▸ EXCERTO SELECIONADO:
Algumas das raparigas usam hijabs na disputa de uma bola oval enquanto outras correm descalças pelo asfalto com as marcas em carvão de um campo de râguebi improvisado. Ao todo são 14, sete contra sete, e muitas delas têm o sonho de um dia tornarem-se nas próximas estrelas do râguebi do Gana.

Uma delas chama-se Maimuna Dawda, e estava habituada a ver jogos de râguebi apenas pela televisão antes de sequer sonhar em ter a hipótese de abraçar uma bola oval, algo que aconteceu em 2016.

E como não há fome que não dê em fartura, agora com 14 anos, Maimuna Dawda concilia os estudos com a possibilidade de jogar râguebi três vezes por semana nas escolas Kanda Cluster, na capital do Gana, Accra.

▸ INFORMAÇÃO EXTRAÍDA:
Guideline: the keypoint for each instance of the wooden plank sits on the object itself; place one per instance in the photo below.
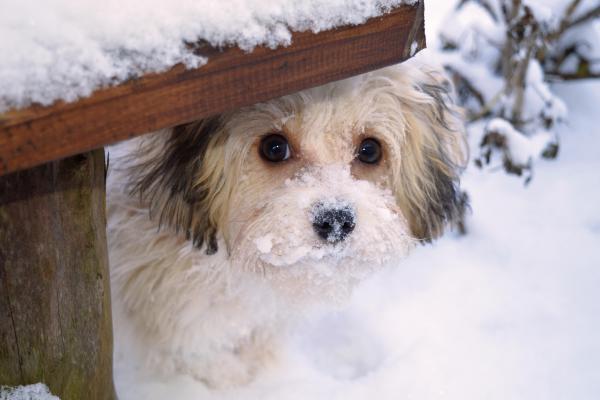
(229, 80)
(55, 313)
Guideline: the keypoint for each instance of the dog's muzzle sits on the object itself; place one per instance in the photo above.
(333, 222)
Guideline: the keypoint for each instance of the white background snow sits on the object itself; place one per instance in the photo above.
(510, 311)
(64, 49)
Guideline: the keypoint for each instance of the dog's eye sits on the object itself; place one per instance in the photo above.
(369, 151)
(275, 148)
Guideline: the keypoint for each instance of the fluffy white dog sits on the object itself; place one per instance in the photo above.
(221, 229)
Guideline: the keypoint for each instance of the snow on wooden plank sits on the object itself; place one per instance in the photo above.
(232, 78)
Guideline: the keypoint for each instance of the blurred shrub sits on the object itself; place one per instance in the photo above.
(503, 55)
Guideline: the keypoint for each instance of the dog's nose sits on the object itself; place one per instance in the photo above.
(333, 222)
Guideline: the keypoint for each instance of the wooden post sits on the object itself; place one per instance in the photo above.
(55, 315)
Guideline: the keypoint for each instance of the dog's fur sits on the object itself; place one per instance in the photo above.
(212, 247)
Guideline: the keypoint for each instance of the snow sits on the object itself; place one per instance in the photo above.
(510, 311)
(37, 391)
(65, 49)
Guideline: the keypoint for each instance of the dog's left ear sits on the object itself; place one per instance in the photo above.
(179, 173)
(433, 152)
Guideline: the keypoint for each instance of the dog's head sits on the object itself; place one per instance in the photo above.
(342, 177)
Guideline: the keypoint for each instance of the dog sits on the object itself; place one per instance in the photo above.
(223, 230)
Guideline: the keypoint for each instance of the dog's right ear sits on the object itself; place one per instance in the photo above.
(176, 176)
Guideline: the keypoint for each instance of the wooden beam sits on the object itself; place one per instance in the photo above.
(55, 314)
(230, 79)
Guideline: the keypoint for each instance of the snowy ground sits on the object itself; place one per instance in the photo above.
(511, 311)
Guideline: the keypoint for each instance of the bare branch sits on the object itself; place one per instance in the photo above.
(561, 76)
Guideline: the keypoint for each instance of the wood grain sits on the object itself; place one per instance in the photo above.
(55, 313)
(230, 79)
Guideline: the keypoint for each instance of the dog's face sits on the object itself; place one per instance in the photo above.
(318, 186)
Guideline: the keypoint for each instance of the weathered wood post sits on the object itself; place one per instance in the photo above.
(55, 316)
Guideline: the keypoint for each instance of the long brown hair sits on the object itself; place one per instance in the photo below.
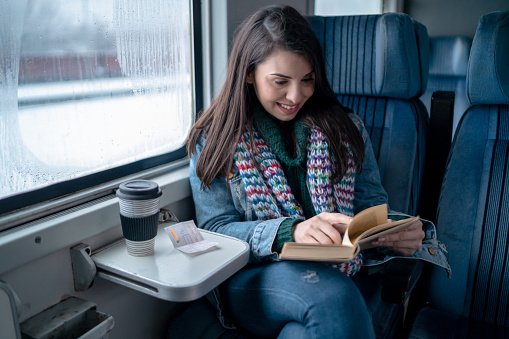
(231, 111)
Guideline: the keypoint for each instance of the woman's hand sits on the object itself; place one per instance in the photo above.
(405, 242)
(324, 228)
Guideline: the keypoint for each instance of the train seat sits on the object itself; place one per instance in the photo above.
(448, 71)
(377, 65)
(473, 213)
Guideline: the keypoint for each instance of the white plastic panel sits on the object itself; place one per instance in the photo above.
(170, 274)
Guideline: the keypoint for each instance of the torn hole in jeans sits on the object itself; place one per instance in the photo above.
(310, 276)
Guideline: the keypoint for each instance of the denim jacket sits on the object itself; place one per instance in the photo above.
(225, 208)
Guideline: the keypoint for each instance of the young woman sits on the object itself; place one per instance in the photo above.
(275, 159)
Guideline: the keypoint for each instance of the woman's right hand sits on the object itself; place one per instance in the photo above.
(324, 228)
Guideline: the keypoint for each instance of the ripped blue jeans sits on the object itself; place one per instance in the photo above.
(291, 299)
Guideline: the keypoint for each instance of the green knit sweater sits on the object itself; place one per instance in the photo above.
(279, 136)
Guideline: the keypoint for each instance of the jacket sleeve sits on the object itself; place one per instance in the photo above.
(368, 189)
(215, 211)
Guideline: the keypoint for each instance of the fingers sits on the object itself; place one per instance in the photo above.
(405, 242)
(325, 228)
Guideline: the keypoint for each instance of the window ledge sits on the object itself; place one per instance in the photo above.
(36, 239)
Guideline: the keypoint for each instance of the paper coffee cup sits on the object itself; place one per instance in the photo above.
(139, 215)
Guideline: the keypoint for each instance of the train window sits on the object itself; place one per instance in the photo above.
(91, 85)
(348, 7)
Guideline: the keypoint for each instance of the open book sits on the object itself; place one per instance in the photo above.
(364, 228)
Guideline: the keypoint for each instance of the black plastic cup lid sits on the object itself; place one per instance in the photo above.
(139, 190)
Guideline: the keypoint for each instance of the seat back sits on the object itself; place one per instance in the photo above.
(448, 71)
(376, 68)
(473, 214)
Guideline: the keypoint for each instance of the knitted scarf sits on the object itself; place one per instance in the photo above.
(271, 195)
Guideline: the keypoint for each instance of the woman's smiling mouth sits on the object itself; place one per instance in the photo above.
(288, 109)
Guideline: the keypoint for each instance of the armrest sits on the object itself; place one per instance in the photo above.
(399, 277)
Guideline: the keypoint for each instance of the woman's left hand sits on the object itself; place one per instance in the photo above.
(405, 242)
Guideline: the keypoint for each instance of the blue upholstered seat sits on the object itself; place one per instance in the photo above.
(448, 71)
(473, 214)
(377, 65)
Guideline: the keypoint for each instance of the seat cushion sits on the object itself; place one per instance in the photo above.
(434, 324)
(375, 55)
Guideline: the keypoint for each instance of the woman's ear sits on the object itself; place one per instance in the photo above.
(250, 78)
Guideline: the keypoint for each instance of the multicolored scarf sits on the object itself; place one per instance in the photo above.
(271, 195)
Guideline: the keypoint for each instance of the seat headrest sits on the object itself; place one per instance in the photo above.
(488, 67)
(449, 55)
(375, 55)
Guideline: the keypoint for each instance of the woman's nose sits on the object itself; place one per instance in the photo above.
(294, 93)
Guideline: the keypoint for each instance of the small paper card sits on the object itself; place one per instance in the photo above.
(186, 237)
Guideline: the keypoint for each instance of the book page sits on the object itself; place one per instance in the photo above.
(363, 221)
(317, 252)
(364, 241)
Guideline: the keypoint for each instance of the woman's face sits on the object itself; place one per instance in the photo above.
(283, 83)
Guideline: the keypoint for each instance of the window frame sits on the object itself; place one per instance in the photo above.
(98, 181)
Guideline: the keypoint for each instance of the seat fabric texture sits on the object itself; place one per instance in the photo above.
(377, 65)
(377, 68)
(448, 71)
(473, 213)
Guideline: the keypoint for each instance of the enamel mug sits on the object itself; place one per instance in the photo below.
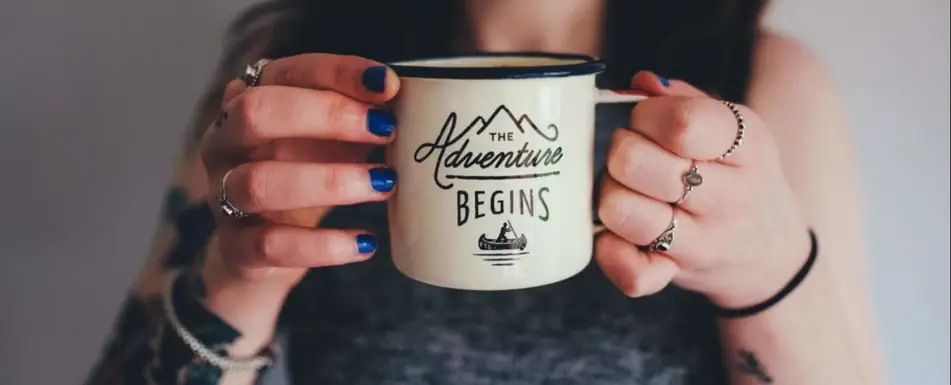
(494, 155)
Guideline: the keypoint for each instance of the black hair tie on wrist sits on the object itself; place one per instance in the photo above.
(796, 280)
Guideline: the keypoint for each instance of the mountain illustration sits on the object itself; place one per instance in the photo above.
(520, 122)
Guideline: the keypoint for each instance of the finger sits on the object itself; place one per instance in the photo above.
(691, 127)
(639, 219)
(292, 246)
(313, 151)
(642, 166)
(275, 186)
(634, 272)
(359, 78)
(655, 85)
(232, 90)
(266, 113)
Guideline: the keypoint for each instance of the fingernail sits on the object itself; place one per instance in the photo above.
(382, 179)
(380, 122)
(374, 78)
(366, 243)
(221, 119)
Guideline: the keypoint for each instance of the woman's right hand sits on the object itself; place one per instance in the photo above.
(296, 146)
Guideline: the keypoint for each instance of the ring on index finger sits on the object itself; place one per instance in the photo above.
(252, 73)
(691, 179)
(740, 129)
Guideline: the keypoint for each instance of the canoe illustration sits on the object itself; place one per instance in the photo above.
(504, 241)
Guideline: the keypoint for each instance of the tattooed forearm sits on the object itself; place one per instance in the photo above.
(750, 365)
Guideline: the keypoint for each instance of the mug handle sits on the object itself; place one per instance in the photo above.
(619, 96)
(615, 96)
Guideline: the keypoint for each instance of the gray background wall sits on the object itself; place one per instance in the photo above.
(94, 96)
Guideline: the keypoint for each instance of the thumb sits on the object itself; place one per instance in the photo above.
(657, 85)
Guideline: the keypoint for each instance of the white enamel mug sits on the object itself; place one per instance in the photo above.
(494, 156)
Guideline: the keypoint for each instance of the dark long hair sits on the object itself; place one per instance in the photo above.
(706, 42)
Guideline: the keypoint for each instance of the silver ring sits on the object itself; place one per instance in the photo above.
(665, 240)
(740, 129)
(252, 73)
(691, 179)
(228, 208)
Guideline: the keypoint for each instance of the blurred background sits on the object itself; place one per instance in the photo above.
(95, 95)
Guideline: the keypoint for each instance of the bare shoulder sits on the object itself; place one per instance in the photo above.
(796, 95)
(787, 75)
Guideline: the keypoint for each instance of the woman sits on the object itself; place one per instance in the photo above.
(753, 300)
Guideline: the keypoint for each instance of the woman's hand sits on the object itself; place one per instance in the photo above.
(295, 146)
(739, 236)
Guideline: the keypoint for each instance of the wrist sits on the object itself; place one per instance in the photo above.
(765, 277)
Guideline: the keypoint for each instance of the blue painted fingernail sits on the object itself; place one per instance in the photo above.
(382, 179)
(366, 243)
(380, 122)
(374, 78)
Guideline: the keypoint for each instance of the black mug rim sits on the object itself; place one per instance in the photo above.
(587, 65)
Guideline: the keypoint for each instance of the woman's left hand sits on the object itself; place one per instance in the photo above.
(740, 234)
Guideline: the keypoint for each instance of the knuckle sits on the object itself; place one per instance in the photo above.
(340, 112)
(627, 161)
(610, 260)
(269, 245)
(248, 110)
(613, 212)
(682, 125)
(259, 186)
(333, 182)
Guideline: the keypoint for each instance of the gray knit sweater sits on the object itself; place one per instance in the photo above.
(365, 324)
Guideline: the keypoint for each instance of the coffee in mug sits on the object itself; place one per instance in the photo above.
(494, 153)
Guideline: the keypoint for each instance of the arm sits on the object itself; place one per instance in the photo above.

▸ TAREFAS A REALIZAR:
a) Indique se cada afirmação está de acordo com o texto sobre o râguebi feminino no Gana, respondendo sim ou não e citando as palavras exatas do texto que o decidem. (i) No campo improvisado jogam 14 raparigas, sete contra sete. (ii) Maimuna Dawda pegou numa bola oval pela primeira vez em 2020. (iii) Maimuna Dawda joga râguebi três vezes por semana em Accra.
b) Retome o texto sobre o râguebi feminino no Gana e escreva a continuação a partir do ponto em que termina.

▸ LISTA DE RESPOSTAS:
a)
(i) Sim: «Ao todo são 14, sete contra sete».
(ii) Não: «algo que aconteceu em 2016».
(iii) Sim: «jogar râguebi três vezes por semana nas escolas Kanda Cluster, na capital do Gana, Accra».

b)
Em países como o Gana, onde prevalece uma sociedade maioritariamente dominada por homens onde os papeis sociais ainda são atribuídos conforme o género, o râguebi ainda é encarado um desporto para homens.

Alunos da escola de Kanda Cluster participam num jogo de râguebi em Accra, no Gana, perante o olhar atento de Rafatu Inusah, a primeira mulher a jogar râguebi no país.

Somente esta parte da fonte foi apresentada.